Problem to solve: Scan the records for the string "dark" and copy every line that holds it.

Excerpted data START

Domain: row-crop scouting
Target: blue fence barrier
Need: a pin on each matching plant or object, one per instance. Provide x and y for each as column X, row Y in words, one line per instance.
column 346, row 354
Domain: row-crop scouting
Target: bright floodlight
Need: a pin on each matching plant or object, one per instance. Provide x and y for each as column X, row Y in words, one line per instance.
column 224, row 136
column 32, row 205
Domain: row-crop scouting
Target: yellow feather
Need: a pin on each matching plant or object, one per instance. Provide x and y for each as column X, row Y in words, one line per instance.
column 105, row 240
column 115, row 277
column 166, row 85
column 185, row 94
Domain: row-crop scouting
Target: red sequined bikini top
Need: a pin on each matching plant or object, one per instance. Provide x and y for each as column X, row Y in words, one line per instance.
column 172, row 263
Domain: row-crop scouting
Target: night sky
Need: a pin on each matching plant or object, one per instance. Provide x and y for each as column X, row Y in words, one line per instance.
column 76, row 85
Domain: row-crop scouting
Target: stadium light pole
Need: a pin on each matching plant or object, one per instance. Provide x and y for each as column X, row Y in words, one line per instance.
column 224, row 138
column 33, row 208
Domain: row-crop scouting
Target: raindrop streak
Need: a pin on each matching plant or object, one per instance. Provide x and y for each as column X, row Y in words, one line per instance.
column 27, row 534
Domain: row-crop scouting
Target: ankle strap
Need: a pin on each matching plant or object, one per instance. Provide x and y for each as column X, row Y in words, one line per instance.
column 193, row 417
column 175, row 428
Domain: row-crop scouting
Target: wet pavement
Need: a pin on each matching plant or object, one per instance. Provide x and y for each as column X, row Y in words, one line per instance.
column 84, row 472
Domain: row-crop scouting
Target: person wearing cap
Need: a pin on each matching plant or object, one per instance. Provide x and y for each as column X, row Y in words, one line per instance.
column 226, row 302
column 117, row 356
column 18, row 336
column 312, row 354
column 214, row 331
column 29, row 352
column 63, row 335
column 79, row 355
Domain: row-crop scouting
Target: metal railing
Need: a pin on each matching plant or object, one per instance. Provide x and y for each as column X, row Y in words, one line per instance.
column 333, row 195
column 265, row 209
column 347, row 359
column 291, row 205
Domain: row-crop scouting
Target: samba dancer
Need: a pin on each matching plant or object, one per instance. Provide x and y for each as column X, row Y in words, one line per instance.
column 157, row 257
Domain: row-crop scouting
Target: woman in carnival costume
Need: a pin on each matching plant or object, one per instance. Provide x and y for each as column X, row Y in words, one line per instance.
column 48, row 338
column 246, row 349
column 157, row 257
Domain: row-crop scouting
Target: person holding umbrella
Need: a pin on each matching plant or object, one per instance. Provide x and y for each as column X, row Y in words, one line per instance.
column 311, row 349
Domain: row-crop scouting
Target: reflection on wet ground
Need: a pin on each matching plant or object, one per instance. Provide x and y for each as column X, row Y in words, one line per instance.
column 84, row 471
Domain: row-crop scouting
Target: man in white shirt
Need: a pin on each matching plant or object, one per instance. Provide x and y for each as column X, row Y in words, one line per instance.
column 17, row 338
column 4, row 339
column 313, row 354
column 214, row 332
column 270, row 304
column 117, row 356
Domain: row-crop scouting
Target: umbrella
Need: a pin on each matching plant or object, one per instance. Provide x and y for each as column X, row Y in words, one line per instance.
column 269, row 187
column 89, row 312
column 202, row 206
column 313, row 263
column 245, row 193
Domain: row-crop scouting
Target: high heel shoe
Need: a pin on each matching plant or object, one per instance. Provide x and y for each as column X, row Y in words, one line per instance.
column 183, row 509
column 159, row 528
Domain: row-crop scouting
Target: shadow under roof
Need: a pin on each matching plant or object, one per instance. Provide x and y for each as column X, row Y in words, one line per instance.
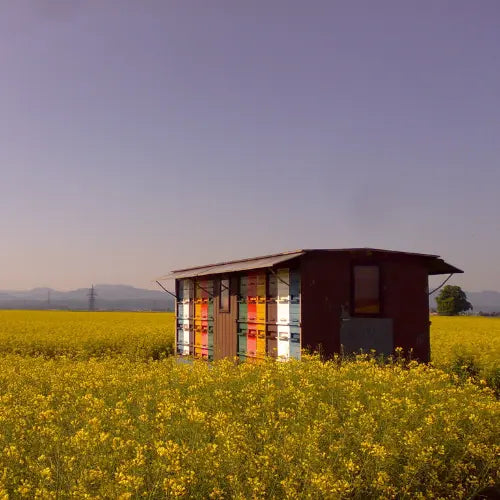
column 436, row 265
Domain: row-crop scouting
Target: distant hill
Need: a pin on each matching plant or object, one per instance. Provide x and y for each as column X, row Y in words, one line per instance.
column 487, row 301
column 109, row 297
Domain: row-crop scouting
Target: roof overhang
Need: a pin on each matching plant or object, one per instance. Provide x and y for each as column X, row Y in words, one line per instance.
column 439, row 266
column 233, row 266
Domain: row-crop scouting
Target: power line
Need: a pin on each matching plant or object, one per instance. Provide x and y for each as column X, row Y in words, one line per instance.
column 92, row 295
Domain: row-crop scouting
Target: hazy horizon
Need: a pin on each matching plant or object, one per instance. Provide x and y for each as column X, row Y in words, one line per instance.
column 141, row 137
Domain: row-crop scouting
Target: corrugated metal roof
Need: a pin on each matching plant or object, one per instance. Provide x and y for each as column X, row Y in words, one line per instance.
column 436, row 264
column 233, row 266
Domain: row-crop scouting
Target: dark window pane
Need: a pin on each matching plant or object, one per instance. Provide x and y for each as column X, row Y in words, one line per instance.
column 366, row 290
column 224, row 295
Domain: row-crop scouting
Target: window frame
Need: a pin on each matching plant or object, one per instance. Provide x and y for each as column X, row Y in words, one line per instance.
column 380, row 290
column 228, row 290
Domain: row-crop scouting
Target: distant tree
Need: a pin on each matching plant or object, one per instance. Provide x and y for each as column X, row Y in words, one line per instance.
column 452, row 301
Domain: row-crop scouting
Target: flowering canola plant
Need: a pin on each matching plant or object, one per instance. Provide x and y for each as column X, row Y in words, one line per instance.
column 116, row 428
column 84, row 335
column 91, row 406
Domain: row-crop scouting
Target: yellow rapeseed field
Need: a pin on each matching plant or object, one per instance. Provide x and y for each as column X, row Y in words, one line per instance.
column 83, row 335
column 473, row 337
column 120, row 420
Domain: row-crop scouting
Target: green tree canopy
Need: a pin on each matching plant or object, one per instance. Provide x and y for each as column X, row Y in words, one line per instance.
column 451, row 301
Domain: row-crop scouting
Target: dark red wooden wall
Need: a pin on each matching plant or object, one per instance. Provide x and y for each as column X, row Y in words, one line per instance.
column 327, row 286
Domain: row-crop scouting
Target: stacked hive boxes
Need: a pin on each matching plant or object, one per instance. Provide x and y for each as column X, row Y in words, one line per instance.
column 184, row 317
column 204, row 319
column 269, row 315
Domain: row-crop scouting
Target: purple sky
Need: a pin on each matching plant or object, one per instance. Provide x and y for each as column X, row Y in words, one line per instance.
column 141, row 136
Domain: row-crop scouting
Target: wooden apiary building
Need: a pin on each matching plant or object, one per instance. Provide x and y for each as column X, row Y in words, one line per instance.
column 325, row 300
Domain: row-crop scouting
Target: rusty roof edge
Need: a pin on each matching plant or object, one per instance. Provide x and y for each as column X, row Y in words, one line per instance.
column 236, row 261
column 369, row 249
column 205, row 268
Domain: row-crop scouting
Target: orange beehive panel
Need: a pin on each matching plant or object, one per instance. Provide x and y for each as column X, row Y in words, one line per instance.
column 252, row 340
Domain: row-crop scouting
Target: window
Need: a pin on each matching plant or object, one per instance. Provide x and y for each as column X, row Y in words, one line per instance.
column 366, row 290
column 224, row 295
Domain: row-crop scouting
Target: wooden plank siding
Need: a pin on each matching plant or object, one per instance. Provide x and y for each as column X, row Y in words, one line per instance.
column 225, row 322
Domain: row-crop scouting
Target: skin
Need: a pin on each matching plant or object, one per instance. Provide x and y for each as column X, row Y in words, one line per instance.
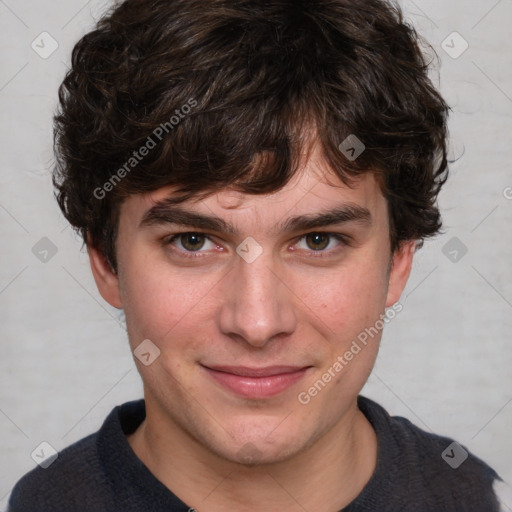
column 288, row 307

Excerpted data END

Task answer:
Target: dark window pane
Target: dark red wooden wall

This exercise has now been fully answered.